Wat je doet:
Neem de regels over vanaf de regel met "Where can the small" tot en met de regel met "point(109, 760)", en zet daarin "pitched roof" in plaats van "gabled roof". Laat verder alles zoals het is.

***

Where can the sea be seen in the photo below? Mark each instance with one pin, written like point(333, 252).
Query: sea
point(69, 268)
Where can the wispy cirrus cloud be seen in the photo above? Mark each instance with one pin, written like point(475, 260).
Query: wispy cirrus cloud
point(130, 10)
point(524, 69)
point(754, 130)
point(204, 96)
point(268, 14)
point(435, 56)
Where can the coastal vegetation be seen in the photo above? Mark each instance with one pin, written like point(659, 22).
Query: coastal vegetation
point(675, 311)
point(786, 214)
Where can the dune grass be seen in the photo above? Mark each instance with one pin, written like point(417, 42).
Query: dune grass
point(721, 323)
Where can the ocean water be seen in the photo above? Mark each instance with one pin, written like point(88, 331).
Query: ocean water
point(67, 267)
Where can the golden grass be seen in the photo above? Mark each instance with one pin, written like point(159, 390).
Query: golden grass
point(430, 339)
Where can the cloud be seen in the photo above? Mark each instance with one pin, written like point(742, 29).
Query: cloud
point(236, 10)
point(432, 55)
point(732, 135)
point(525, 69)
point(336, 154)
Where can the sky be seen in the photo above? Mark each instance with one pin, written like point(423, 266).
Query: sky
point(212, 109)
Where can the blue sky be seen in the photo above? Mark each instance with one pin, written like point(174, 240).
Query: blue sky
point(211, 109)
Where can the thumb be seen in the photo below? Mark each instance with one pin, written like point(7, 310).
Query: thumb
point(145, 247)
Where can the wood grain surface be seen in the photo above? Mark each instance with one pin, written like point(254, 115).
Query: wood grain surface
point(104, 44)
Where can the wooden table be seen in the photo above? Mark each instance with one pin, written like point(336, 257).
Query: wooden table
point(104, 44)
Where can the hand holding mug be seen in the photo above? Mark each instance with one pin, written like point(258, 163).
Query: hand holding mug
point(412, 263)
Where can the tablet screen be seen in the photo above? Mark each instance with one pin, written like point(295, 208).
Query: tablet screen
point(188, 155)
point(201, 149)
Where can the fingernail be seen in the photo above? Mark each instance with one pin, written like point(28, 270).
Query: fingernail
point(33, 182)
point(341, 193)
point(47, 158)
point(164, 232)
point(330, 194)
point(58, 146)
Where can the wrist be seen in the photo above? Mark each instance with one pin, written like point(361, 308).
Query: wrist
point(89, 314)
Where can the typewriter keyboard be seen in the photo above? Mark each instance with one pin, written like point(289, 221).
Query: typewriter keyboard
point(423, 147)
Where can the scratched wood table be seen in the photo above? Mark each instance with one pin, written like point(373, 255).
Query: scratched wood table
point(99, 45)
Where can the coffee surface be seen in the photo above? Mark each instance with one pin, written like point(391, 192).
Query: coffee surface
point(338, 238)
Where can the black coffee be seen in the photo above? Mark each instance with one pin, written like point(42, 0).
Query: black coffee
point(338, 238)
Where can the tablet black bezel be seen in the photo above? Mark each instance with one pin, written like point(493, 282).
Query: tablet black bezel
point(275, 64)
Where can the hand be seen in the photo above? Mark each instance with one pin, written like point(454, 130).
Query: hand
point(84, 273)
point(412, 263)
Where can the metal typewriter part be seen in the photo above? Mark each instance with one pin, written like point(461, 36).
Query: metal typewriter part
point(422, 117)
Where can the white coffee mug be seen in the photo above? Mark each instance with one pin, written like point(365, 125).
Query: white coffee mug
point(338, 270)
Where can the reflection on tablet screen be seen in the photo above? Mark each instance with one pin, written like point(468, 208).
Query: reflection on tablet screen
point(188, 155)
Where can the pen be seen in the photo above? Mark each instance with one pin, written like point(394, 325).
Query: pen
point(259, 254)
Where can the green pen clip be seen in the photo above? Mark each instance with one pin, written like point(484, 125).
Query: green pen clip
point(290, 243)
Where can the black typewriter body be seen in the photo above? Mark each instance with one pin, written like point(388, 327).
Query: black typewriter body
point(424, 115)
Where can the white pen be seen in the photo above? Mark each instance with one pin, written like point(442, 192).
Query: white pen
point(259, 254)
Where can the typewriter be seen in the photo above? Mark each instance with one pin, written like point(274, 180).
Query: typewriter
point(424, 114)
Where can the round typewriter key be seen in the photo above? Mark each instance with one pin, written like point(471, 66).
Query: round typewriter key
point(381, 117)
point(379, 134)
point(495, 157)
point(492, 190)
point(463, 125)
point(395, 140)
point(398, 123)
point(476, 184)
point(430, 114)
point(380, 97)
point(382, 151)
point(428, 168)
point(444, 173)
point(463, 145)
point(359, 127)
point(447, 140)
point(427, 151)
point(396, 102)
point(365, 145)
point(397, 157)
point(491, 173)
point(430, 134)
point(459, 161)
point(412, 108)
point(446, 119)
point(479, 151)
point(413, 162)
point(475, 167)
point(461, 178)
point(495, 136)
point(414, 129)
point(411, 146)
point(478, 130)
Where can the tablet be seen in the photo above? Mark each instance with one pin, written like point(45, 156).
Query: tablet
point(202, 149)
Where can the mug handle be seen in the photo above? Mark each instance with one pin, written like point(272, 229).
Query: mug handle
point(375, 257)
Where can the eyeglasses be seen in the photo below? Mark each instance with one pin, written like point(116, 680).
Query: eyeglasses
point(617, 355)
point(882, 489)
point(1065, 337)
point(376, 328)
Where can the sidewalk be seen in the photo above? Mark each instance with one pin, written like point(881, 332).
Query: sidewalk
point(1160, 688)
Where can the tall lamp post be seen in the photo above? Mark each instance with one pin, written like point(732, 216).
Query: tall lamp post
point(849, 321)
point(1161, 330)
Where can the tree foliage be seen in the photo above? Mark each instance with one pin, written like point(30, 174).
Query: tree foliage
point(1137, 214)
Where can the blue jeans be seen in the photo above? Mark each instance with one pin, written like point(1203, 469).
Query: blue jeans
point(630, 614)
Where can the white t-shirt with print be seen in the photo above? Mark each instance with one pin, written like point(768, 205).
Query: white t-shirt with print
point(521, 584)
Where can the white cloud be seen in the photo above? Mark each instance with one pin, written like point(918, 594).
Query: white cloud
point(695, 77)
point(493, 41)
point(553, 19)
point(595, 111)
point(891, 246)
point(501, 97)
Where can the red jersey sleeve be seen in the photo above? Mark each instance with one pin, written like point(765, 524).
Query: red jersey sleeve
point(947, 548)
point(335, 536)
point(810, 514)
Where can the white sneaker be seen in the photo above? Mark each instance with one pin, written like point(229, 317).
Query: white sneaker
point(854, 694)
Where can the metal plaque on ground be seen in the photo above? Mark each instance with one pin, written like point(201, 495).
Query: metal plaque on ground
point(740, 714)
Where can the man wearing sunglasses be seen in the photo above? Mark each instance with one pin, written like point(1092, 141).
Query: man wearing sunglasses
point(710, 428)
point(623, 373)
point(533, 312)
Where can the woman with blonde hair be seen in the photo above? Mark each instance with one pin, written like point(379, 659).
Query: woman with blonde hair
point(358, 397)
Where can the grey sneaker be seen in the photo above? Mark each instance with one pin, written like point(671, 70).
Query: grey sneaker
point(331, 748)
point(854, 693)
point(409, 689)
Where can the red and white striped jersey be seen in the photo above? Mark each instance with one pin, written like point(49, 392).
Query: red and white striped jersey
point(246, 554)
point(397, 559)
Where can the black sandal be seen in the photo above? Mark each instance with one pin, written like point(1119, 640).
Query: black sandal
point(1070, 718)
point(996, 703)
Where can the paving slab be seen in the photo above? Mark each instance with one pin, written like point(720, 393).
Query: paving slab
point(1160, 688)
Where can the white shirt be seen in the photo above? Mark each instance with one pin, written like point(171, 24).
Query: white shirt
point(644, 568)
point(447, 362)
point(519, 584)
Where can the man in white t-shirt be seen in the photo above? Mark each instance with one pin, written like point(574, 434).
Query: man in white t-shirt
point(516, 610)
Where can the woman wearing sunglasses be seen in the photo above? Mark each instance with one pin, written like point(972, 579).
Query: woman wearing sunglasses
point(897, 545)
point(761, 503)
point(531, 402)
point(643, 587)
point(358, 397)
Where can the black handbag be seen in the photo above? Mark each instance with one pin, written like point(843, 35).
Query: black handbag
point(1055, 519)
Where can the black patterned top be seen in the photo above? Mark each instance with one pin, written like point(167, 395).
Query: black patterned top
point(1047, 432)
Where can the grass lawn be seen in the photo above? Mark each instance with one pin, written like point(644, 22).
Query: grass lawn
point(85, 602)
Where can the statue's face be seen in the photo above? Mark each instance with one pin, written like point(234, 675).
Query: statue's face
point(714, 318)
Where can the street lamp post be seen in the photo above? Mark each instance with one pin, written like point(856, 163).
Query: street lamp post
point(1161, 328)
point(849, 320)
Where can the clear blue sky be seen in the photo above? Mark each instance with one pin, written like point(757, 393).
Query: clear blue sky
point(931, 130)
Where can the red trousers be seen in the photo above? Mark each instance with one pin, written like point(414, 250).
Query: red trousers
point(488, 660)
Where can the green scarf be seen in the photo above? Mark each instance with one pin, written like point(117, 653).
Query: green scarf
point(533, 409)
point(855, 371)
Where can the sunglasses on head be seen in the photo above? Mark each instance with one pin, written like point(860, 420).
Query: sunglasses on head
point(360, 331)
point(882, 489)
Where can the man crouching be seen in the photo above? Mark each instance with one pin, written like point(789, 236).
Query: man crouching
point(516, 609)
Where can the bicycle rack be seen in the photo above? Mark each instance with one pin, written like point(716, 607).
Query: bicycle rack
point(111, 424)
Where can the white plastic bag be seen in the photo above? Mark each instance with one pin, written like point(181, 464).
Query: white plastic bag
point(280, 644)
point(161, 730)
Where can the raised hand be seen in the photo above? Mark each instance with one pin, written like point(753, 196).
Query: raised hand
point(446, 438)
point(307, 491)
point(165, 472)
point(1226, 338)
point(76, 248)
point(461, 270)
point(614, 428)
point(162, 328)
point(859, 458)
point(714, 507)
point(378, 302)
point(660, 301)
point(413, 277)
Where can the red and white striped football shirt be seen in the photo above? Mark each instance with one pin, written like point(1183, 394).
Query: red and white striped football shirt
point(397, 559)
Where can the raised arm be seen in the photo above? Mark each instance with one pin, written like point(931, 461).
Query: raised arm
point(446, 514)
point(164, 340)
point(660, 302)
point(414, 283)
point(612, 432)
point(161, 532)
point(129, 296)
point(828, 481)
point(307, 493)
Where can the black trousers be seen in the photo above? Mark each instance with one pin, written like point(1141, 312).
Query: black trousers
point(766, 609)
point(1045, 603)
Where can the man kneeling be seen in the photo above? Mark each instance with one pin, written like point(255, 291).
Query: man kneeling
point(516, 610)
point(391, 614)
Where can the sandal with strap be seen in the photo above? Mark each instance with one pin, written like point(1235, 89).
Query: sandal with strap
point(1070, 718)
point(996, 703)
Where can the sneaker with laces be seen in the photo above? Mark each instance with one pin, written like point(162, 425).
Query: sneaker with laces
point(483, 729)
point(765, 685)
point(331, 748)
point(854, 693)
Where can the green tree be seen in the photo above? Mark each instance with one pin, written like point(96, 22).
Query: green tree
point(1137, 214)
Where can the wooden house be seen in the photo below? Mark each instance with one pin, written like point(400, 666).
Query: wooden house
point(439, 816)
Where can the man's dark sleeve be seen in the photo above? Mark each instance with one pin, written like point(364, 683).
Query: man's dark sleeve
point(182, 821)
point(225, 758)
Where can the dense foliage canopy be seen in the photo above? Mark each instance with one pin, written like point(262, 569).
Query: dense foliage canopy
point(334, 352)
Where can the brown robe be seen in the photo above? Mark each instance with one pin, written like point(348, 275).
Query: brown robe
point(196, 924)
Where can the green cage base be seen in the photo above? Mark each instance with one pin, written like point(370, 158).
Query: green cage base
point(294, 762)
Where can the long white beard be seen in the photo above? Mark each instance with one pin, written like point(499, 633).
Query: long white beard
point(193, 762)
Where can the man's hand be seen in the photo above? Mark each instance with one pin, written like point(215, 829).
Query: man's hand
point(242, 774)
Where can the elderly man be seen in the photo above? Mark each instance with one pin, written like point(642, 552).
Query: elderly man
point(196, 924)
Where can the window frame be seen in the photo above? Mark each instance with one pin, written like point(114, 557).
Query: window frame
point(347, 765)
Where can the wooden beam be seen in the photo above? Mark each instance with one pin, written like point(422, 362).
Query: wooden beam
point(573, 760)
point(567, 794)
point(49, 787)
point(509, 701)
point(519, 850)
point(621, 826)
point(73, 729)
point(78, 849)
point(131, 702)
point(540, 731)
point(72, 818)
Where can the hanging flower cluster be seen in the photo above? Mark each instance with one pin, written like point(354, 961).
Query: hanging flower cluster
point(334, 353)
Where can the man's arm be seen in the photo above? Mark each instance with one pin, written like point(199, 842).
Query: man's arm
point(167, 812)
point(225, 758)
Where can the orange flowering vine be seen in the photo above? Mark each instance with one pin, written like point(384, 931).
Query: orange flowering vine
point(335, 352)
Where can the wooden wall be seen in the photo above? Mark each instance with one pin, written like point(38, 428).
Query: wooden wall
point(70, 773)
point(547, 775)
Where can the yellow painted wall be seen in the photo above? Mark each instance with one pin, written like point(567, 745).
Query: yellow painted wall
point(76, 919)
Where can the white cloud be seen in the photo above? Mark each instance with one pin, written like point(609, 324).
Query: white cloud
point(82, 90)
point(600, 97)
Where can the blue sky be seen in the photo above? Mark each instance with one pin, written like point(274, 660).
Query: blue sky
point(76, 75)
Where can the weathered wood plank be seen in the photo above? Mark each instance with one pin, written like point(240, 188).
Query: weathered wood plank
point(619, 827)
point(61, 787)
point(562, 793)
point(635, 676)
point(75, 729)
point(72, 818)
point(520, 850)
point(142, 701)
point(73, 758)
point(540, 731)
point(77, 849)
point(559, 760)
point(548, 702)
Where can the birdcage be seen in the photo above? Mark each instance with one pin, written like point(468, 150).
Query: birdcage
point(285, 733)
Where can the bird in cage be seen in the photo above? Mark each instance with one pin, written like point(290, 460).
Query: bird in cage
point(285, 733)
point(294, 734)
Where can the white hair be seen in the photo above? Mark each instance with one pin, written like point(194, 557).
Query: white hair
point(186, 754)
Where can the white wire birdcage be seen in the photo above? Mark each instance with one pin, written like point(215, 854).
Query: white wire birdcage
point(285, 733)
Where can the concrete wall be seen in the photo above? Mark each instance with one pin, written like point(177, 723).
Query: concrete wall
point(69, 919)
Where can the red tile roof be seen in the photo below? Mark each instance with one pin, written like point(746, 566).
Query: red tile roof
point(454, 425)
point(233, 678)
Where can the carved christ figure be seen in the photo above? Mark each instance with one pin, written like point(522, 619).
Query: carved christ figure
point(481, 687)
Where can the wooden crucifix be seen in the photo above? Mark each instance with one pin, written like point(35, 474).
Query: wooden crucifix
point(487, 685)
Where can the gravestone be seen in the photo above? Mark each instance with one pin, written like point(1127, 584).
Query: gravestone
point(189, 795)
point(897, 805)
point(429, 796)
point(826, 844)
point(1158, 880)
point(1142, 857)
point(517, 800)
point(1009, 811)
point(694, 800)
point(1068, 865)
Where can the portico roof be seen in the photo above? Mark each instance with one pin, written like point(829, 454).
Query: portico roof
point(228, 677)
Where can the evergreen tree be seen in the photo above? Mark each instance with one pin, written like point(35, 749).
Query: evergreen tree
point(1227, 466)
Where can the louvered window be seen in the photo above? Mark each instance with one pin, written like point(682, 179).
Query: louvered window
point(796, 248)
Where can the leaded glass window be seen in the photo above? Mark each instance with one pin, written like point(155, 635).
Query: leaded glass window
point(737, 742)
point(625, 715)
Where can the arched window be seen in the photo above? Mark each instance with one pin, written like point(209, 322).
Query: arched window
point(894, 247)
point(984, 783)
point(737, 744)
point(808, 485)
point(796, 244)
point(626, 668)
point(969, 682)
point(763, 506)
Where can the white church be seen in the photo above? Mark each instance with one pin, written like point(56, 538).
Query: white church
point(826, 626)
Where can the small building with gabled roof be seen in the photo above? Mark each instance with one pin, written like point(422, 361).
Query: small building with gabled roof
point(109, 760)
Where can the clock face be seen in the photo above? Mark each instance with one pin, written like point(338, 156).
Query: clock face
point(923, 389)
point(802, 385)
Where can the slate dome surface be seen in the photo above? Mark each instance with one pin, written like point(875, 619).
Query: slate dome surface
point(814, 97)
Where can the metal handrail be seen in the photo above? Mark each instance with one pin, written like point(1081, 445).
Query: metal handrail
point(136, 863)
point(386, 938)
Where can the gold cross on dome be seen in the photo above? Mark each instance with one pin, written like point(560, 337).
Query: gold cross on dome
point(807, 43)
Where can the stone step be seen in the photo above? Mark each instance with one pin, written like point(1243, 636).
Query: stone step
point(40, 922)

***

Jouw antwoord:
Where can the small building with pitched roof be seen in the photo above? Mark each instance with one pin, written like point(422, 361).
Query: small building with pitched roof
point(109, 760)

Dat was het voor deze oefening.